■ Task statement: Reproduce the lines below with every "Result" changed to "Answer", keeping everything else the same.

--- Given data ---

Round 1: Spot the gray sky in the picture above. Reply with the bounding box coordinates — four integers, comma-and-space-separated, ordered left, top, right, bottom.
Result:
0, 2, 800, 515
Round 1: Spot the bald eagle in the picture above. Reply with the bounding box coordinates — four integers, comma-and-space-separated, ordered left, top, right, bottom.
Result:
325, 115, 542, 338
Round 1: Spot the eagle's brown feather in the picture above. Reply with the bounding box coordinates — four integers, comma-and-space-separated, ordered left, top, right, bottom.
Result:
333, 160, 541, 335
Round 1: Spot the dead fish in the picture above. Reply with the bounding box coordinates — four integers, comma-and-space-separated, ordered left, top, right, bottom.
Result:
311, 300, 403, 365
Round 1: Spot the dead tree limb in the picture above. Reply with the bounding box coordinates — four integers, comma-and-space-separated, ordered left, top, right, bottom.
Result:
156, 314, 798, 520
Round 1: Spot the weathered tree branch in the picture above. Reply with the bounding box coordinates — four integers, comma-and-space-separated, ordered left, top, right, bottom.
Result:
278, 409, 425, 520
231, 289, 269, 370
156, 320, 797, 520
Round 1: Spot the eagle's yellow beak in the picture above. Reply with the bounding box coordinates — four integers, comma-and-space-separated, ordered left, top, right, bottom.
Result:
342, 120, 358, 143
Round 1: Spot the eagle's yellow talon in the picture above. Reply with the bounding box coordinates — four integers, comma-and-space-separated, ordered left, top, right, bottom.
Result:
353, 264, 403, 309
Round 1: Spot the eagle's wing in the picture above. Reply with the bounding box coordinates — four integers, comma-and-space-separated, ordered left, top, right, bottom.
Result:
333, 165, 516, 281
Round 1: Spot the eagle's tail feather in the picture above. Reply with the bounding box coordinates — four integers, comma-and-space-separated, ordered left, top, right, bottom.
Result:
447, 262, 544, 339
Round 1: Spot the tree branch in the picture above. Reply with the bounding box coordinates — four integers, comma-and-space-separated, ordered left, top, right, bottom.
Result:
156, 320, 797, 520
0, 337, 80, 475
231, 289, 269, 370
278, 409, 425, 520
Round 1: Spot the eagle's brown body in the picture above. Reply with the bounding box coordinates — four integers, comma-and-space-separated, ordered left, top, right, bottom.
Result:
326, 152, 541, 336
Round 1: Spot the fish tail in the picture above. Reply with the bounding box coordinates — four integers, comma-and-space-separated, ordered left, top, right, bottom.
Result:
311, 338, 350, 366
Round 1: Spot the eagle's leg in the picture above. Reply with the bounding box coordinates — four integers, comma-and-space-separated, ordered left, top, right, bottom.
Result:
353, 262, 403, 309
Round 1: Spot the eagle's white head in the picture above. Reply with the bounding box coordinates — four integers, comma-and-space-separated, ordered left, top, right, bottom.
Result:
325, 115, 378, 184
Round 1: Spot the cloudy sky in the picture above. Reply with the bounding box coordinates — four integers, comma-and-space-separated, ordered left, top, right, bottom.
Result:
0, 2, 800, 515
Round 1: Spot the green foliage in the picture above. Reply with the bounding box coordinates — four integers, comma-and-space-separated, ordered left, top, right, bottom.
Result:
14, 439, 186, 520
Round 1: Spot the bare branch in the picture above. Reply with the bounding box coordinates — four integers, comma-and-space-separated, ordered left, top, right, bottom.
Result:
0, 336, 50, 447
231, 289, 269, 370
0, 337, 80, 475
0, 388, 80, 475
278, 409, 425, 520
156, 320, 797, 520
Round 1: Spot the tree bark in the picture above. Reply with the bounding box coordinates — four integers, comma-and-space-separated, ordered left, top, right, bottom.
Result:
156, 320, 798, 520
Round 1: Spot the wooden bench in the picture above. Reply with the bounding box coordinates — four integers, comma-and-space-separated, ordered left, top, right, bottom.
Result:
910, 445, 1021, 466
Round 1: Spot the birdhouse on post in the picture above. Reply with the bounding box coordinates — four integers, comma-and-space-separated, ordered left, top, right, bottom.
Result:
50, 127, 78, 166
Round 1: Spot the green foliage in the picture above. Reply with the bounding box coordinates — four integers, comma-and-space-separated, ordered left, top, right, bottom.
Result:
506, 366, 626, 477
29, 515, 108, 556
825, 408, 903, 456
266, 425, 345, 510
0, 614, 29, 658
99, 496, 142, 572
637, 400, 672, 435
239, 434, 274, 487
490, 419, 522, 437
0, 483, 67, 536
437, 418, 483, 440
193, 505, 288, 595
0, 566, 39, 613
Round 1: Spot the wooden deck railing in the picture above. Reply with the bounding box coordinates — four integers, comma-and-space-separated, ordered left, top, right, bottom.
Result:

---

■ Task answer:
Round 1: Spot the gray sky in the picture above. Reply with the bounding box coordinates — four integers, comma-and-space-separated, ordered left, top, right, bottom.
Answer:
0, 2, 800, 515
Round 1: Spot the bald eagle in the picture above. Reply with the bounding box coordinates — four integers, comma-and-space-separated, ordered left, top, right, bottom.
Answer:
325, 115, 542, 338
Round 1: Spot the eagle's brown feather in the picture above. Reply with the bounding box coordinates — four integers, comma-and-space-separated, ordered left, top, right, bottom.
Answer:
333, 160, 541, 335
Round 1: Spot the dead fish in the picture above. Reply with the bounding box coordinates — four integers, comma-and-space-separated, ordered left, top, right, bottom.
Answer:
311, 300, 403, 365
Round 1: Spot the dead tree limb in the picture above. Reply with the bounding box coordinates — four integers, comma-and-space-separated, ordered left, top, right, bottom.
Answer:
156, 314, 798, 520
Round 1: Spot the weathered tree branch in the picture above. Reply with the bounding box coordinates — four integers, comma-and-space-separated, ordered left, top, right, bottom.
Answer:
278, 409, 425, 520
231, 289, 269, 370
156, 320, 797, 520
Round 1: Spot the eagle's yellow beak in the picture above. Reply with the bounding box coordinates — four integers, comma-and-space-separated, ordered left, top, right, bottom.
Answer:
342, 120, 358, 143
Round 1: Spot the eagle's yellow talon in the picture above. Reply with the bounding box coordinates — four integers, comma-and-space-separated, ordered left, top, right, bottom.
Answer:
353, 264, 403, 309
Round 1: Spot the eagle's wing in the picture above. Reply with the bounding box coordinates — four integers, comma-and-space-separated, ordered left, top, right, bottom.
Answer:
333, 165, 516, 281
Round 1: Spot the eagle's tail feather in the picture above. Reply with the bounding box coordinates — four integers, comma-and-space-separated, ordered left, top, right, bottom.
Answer:
447, 262, 544, 339
Round 1: Spot the tree branch in the picture above. Reply with the bounding box coordinates — four integers, comma-and-space-separated, ordered left, top, right, bottom.
Answer:
156, 320, 797, 520
0, 337, 80, 475
231, 289, 269, 370
278, 409, 425, 520
Round 1: Spot the eagle's brown body in the picture above. Reply with the bounding box coordinates — four integers, comma-and-space-separated, ordered left, top, right, bottom.
Answer:
326, 152, 541, 336
Round 1: Spot the fish tail in the picture above. Reply with the bounding box coordinates — four integers, comma-and-space-separated, ordered left, top, right, bottom.
Answer:
311, 338, 350, 366
Round 1: Spot the eagle's leg in the picture above. Reply with the bounding box coordinates — four integers, comma-and-space-separated, ordered left, top, right, bottom.
Answer:
353, 262, 403, 309
Round 1: Spot the eagle's white head in the picture above. Reply with the bounding box coordinates — four integers, comma-and-space-separated, ordered left, top, right, bottom.
Answer:
325, 115, 378, 184
Round 1: Spot the cloudy sky in the picture above. Reply with the bounding box coordinates — four integers, comma-and-space-separated, ordered left, top, right, bottom.
Answer:
0, 2, 800, 515
Round 1: Spot the green foliage in the picture above. Reply with the bounding box coordinates — four integers, comma-and-space-separated, ordered left, top, right, bottom.
Answer:
14, 439, 186, 520
Round 1: Spot the bare branch in the picture above. Reply with the bounding box coordinates — four integers, comma-and-space-separated, ordered left, top, right, bottom.
Answer:
0, 336, 50, 447
231, 289, 269, 370
0, 337, 80, 475
0, 388, 80, 475
278, 409, 425, 520
156, 320, 797, 520
Round 1: Spot the tree bark in the picture above. Reply with the bounding box coordinates — four integers, comma-and-space-separated, ordered left, top, right, bottom.
Answer:
156, 320, 798, 520
Round 1: Spot the wooden bench in the picture above. Reply with the bounding box coordinates — four integers, comma-and-space-separated, ordered left, top, right, bottom.
Answer:
910, 445, 1021, 466
Round 1: Spot the birdhouse on post in the picture above. Reply with the bounding box coordinates — four integers, comma-and-space-separated, ordered left, top, right, bottom.
Answer:
50, 127, 78, 166
Round 1: Spot the green foliage in the picture above. Reply with the bounding box coordinates — four integers, comma-and-space-separated, ordered left, top, right, bottom.
Answer:
506, 366, 626, 477
29, 515, 108, 556
825, 408, 903, 456
266, 425, 345, 510
0, 614, 29, 658
99, 496, 142, 572
637, 400, 672, 435
239, 434, 274, 487
490, 419, 522, 437
0, 483, 67, 536
437, 418, 483, 440
193, 505, 288, 595
0, 566, 39, 613
Round 1: Spot the wooden deck railing in the picture above. Reply with the bounding box coordinates — four integers, comma-and-space-separated, ordered left, top, right, bottom.
Answer:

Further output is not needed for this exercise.